Terlambat Ditangani Nyawa Tak Tertolong
Ketika kondisi korban makin kritis, barulah panitia berinisiatif membawa korban ke fasilitas medis. Namun, semuanya sudah terlambat. Wijaya dinyatakan meninggal dunia saat diperiksa di rumah sakit terdekat. Penyebab kematiannya diduga kuat akibat keracunan etanol tinggi dari cairan spiritus yang ia konsumsi secara paksa.
Pihak rumah sakit juga menemukan beberapa luka memar dan lecet di tubuh korban, menandakan adanya dugaan penyiksaan fisik. Dalam hitungan jam, kabar ini menyebar luas. Orang tua korban histeris, rekan-rekan kampus terpukul, dan media sosial meledak dengan tagar #KeadilanUntukWijaya.
Baca Juga: Protes Keras di Bandara Sorong! Warga Tuntut Keadilan Atas Tambang Nikel Raja Ampat
Kampus dan Polisi Turun Tangan
Pihak Universitas Lampung tak tinggal diam. Dalam konferensi pers, pihak rektorat menyampaikan duka mendalam dan berjanji akan mengusut tuntas kejadian ini. Organisasi Mapala X langsung dibekukan, dan sejumlah senior serta panitia Diksar ditangguhkan dari aktivitas kemahasiswaan.
Pihak kepolisian pun langsung membuka penyelidikan. Beberapa saksi dari peserta Diksar sudah diperiksa, dan beberapa panitia diduga kuat menjadi tersangka atas tindakan kekerasan hingga menyebabkan kematian. Barang bukti seperti botol spiritus, video rekaman kegiatan, hingga hasil visum korban tengah dianalisis lebih lanjut.
“Kami sudah mengantongi nama-nama yang bertanggung jawab. Kasus ini akan kami bawa ke ranah pidana,” ujar salah satu perwira kepolisian saat diwawancarai awak media.
Potret Diksar yang Menyimpang
Kasus kematian mahasiswa karena kekerasan saat Diksar bukanlah yang pertama terjadi di Indonesia. Bahkan, dalam lima tahun terakhir, setidaknya ada belasan kasus serupa dari tewas karena tenggelam, hipotermia, hingga penyiksaan fisik berujung maut. Ironisnya, semua ini dilakukan atas nama “pengkaderan”, seolah-olah menyakiti orang lain adalah metode sah untuk menumbuhkan jiwa petualang dan solidaritas.

+===+

Tugas yang diberikan 1:
Jawab pertanyaan berikut berdasarkan kutipan tentang kematian mahasiswa saat Diksar.
(a) Tagar apa yang ramai di media sosial setelah kabar itu menyebar?
(b) Tindakan apa yang diambil terhadap organisasi Mapala X?
(c) Menurut kutipan, berapa banyak kasus serupa yang terjadi dalam lima tahun terakhir?
Kutipan di atas dan daftar sesudahnya diambil dari sumber yang berlainan.

Daftar yang ditampilkan:
+===+

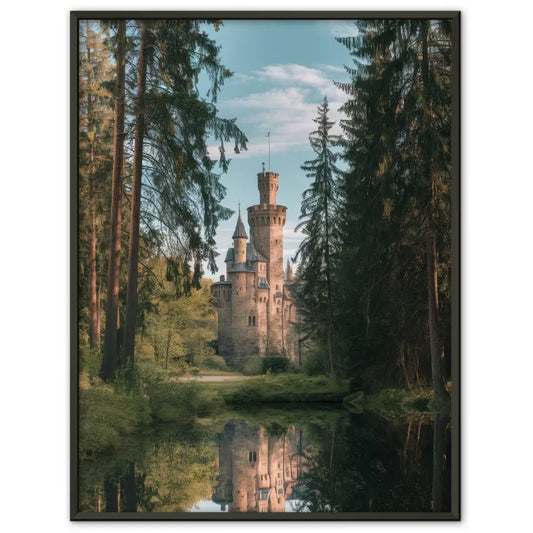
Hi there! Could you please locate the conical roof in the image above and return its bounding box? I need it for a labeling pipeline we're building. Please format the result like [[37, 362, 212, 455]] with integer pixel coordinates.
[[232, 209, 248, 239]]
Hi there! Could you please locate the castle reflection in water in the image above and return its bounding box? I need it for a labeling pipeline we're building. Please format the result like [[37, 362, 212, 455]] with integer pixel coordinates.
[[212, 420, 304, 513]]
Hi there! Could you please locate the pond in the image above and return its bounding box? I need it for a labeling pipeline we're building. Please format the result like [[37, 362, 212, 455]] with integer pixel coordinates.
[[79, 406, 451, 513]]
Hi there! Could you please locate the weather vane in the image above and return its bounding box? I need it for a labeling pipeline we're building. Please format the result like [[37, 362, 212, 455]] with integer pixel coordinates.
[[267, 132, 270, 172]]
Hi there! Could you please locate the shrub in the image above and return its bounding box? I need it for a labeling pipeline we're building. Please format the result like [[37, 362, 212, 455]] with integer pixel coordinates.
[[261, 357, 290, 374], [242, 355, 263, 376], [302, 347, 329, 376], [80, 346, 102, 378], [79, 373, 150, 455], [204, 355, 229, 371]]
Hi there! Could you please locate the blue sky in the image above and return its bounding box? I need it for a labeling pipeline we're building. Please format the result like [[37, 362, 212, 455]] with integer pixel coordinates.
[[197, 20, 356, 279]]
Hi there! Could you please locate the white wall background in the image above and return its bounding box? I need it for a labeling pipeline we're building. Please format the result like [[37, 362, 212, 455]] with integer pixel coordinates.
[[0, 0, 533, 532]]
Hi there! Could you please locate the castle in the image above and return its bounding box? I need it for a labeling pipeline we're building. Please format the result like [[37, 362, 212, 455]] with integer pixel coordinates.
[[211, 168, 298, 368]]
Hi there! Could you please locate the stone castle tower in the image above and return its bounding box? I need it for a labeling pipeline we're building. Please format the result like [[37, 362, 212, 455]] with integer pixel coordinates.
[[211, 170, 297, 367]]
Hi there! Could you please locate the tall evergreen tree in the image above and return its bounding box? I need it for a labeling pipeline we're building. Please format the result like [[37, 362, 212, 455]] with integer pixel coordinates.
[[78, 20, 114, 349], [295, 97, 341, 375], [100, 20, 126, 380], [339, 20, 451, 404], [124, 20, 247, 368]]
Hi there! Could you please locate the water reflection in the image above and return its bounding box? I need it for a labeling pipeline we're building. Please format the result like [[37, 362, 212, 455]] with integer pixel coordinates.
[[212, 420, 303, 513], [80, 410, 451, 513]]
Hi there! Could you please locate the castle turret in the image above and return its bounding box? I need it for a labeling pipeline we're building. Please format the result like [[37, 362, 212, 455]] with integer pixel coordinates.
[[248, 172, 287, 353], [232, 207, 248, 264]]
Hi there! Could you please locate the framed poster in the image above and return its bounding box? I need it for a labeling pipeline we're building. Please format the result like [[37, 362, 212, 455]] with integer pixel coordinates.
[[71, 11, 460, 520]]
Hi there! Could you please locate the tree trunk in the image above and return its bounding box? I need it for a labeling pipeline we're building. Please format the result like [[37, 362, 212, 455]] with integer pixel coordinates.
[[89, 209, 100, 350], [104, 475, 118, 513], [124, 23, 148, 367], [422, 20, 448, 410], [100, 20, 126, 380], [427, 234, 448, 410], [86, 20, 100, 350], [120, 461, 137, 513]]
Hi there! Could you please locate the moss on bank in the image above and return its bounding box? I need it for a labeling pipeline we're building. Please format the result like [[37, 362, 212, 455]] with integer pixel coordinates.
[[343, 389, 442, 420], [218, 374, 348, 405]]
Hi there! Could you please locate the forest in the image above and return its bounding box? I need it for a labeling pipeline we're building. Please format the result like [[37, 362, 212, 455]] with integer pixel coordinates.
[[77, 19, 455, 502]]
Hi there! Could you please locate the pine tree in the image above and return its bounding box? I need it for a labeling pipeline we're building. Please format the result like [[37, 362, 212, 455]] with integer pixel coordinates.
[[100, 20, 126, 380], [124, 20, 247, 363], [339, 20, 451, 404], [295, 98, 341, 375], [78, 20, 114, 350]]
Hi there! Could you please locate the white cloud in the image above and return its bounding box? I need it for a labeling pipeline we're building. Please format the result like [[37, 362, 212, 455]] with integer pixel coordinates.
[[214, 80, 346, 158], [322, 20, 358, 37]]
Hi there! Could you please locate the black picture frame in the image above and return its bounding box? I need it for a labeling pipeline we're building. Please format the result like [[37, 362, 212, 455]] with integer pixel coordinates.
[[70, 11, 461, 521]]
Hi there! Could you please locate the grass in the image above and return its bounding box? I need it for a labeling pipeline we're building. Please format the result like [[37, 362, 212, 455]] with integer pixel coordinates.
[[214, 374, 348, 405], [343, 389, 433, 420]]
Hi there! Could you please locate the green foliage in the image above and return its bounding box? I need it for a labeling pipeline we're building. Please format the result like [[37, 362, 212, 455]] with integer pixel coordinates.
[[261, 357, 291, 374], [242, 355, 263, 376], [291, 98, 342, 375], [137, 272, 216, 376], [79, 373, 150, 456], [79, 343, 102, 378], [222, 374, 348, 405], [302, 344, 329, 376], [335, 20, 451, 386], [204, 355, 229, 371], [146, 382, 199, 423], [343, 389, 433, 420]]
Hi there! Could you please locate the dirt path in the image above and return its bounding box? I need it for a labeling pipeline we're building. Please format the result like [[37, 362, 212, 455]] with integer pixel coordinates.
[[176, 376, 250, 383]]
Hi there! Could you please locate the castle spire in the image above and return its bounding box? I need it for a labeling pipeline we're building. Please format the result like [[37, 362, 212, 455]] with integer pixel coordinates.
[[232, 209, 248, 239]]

+===+

Tugas yang diberikan 2: Salin ulang baris-baris pada daftar, mulai dari baris yang memuat "Hi there! Could you please locate the white wall" sampai baris yang memuat "[[71, 11, 460, 520]]", termasuk kedua baris tersebut.

Jawaban yang benar 1:
(a) #KeadilanUntukWijaya
(b) Organisasi Mapala X langsung dibekukan.
(c) Setidaknya ada belasan kasus serupa.

Jawaban yang benar 2:
Hi there! Could you please locate the white wall background in the image above and return its bounding box? I need it for a labeling pipeline we're building. Please format the result like [[37, 362, 212, 455]] with integer pixel coordinates.
[[0, 0, 533, 532]]
Hi there! Could you please locate the castle in the image above and return its bounding box? I need it for a labeling pipeline we're building. Please format the result like [[37, 362, 212, 455]] with integer pixel coordinates.
[[211, 168, 298, 368]]
Hi there! Could you please locate the stone castle tower in the image above and return its bounding box? I need it for a labeling pipeline we're building. Please format the result like [[37, 362, 212, 455]] with integer pixel coordinates.
[[211, 170, 297, 367]]
Hi there! Could you please locate the tall evergreen tree in the image above and return its bounding box? I need it for a labeling pipeline we're building. Please format the result like [[37, 362, 212, 455]] with integer pixel coordinates.
[[78, 20, 114, 349], [295, 97, 341, 375], [100, 20, 126, 380], [339, 20, 451, 404], [124, 20, 247, 368]]
Hi there! Could you please locate the water reflection in the image above and return its bounding box? I need it for a labeling pipeline we're building. Please format the result like [[37, 362, 212, 455]] with integer pixel coordinates.
[[212, 420, 303, 513], [80, 410, 451, 513]]
Hi there! Could you please locate the castle turret in the image above and return its bounding box? I need it for a labeling pipeline we're building. Please format the result like [[37, 362, 212, 455]] with integer pixel coordinates.
[[248, 172, 287, 353], [232, 207, 248, 264]]
Hi there! Could you please locate the framed poster in the image above and return its bounding box? I need it for a labeling pipeline we're building. Please format the result like [[37, 362, 212, 455]] with integer pixel coordinates.
[[71, 11, 460, 520]]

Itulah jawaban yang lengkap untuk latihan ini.